## [Try it]
From the line containing "Tag each instance of the clear" down to the final entry below, restate each line word for word.

## [Information given]
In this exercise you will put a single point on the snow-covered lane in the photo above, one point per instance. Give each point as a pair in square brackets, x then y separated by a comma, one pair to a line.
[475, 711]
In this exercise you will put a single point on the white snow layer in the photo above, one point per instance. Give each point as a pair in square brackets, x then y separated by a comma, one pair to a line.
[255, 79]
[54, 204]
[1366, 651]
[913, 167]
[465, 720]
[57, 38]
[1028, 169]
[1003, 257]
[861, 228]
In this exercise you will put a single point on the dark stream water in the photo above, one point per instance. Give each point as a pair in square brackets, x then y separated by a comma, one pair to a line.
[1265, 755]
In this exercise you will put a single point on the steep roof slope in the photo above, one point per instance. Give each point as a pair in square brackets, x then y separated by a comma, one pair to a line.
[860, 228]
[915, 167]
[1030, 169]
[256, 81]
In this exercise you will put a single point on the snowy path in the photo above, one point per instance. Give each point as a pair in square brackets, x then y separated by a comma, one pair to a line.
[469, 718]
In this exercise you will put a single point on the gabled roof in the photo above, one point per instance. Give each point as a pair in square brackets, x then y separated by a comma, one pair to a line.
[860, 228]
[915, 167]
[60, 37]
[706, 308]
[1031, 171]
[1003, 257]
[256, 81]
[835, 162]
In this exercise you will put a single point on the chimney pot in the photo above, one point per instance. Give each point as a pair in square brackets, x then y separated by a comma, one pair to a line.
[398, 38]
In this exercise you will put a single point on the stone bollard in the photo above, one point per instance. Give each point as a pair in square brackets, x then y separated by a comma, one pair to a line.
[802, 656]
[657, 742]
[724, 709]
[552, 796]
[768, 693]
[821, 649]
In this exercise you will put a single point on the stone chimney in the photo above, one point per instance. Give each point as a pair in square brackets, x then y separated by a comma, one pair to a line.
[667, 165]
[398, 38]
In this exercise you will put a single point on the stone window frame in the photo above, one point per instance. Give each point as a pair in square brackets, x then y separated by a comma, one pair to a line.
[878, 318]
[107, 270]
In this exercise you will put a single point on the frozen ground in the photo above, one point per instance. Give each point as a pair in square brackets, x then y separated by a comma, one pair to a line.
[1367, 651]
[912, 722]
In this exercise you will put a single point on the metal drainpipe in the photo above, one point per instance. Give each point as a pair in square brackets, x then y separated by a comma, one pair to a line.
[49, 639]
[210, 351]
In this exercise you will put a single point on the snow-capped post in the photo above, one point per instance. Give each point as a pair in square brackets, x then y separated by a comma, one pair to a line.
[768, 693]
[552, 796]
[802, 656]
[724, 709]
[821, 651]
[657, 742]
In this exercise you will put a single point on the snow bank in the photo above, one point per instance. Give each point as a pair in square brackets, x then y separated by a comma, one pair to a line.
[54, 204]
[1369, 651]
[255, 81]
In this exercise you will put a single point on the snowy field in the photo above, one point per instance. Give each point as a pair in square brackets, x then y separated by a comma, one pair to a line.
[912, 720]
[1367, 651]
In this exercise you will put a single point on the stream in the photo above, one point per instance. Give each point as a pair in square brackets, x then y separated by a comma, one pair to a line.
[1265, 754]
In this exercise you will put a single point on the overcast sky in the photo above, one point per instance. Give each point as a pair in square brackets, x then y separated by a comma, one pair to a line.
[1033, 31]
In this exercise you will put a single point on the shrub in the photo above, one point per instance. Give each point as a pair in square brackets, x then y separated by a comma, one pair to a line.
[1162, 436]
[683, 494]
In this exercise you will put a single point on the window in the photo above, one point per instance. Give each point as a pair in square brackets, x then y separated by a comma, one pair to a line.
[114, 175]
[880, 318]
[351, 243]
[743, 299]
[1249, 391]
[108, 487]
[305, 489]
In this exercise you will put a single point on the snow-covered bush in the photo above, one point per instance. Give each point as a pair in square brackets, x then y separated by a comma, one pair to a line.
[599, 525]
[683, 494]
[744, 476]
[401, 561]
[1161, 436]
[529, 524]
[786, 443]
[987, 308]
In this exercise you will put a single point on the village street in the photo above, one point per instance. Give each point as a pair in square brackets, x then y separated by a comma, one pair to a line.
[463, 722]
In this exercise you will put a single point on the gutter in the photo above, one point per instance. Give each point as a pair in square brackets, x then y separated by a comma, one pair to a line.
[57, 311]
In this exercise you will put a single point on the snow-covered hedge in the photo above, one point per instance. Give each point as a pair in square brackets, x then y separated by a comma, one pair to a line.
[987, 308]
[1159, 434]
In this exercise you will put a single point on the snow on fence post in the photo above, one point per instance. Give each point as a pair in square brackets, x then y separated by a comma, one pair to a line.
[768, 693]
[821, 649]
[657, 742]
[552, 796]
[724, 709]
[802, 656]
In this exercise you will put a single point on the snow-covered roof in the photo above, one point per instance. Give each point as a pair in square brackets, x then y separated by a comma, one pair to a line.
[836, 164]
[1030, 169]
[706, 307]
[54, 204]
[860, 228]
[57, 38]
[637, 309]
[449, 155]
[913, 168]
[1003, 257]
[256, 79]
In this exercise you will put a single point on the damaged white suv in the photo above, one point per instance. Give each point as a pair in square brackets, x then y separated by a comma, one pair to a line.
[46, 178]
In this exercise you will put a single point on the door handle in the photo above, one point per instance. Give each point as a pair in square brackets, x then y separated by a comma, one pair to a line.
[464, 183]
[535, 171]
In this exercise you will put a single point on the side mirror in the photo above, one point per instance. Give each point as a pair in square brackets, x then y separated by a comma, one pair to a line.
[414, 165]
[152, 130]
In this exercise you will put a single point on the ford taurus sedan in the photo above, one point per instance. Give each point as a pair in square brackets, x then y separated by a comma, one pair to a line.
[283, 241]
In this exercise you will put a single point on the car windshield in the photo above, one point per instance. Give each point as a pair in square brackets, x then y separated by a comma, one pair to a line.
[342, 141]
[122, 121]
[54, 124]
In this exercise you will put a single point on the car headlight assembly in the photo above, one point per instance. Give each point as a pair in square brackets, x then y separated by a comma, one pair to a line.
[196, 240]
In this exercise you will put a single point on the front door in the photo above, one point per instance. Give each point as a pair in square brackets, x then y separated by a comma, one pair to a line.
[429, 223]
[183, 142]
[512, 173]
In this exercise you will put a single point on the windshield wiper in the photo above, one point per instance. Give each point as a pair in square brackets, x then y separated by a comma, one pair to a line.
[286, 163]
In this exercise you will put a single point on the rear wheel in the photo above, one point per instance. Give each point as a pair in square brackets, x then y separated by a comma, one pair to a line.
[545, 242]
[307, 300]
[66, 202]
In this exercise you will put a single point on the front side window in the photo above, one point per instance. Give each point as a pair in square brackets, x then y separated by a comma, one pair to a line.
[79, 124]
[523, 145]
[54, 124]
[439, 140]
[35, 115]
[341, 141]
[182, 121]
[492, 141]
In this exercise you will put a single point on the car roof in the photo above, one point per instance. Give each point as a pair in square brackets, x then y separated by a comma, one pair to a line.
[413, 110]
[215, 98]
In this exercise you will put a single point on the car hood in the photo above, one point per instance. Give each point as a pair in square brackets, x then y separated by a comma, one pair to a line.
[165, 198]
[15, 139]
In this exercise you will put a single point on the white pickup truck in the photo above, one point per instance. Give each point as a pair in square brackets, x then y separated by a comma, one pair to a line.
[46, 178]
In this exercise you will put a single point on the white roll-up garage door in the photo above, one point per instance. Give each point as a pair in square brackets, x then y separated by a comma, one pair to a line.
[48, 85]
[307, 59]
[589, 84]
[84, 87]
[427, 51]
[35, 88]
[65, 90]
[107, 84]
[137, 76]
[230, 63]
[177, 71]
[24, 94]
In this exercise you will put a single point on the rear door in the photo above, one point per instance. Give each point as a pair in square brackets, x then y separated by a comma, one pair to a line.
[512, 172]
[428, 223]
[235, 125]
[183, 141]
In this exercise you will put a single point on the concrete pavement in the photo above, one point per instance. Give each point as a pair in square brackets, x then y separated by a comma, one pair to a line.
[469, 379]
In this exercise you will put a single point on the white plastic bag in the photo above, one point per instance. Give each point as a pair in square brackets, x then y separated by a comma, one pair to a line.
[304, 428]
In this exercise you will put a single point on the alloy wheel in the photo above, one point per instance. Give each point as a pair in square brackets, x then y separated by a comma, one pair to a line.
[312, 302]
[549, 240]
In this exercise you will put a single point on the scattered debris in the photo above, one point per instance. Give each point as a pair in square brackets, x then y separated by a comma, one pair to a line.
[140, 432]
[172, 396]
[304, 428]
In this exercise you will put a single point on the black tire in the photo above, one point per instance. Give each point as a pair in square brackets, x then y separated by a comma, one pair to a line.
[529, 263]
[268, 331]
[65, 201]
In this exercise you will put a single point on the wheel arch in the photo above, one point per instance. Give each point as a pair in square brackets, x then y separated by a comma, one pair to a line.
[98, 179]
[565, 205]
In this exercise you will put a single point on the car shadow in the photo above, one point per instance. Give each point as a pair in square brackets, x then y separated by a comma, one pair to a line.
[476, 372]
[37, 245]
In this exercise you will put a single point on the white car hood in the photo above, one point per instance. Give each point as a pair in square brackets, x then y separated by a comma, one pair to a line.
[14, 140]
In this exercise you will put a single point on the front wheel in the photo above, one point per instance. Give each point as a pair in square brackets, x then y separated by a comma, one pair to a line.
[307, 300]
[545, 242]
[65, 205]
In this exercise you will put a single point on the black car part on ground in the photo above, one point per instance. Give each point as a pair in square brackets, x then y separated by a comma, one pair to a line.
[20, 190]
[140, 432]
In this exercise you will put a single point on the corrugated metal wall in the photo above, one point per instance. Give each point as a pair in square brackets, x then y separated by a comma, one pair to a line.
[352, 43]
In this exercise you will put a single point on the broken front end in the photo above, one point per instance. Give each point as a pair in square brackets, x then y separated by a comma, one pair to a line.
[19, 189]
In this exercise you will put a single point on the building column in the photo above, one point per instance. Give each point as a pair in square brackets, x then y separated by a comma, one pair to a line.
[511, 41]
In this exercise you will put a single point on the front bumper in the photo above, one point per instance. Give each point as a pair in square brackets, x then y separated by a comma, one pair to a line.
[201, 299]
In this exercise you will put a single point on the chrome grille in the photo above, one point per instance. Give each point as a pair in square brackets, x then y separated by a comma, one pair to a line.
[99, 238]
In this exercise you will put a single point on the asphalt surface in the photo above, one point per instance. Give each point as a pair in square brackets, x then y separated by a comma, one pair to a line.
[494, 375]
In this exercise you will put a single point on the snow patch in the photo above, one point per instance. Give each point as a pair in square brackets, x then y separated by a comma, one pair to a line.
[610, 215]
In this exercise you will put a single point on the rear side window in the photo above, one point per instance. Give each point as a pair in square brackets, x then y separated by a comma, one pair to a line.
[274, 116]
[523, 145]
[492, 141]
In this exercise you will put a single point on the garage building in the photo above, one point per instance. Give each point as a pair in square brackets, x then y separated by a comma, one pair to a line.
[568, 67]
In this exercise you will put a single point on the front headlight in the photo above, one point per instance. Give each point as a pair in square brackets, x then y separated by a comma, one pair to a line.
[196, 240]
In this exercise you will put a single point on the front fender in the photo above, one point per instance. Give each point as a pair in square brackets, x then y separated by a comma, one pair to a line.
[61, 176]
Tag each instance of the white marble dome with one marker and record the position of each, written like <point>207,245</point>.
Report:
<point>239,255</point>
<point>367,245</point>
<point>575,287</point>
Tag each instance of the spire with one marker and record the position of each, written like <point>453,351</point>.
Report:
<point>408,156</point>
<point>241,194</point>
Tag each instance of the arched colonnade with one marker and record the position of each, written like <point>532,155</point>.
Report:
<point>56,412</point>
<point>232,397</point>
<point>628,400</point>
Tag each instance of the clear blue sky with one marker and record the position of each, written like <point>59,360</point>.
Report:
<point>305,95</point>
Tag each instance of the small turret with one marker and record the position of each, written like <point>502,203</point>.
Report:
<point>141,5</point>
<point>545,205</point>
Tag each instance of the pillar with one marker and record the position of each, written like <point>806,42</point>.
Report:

## [Solution below]
Tag each instance of the clear blue sky with one marker and record the position of each, written like <point>59,360</point>.
Report:
<point>305,95</point>
Tag each instance of the small turret with one marker and record the position of each, written like <point>502,203</point>.
Report:
<point>141,5</point>
<point>545,205</point>
Tag each instance of the pillar with one marker and record the position of each, written like <point>806,42</point>.
Report:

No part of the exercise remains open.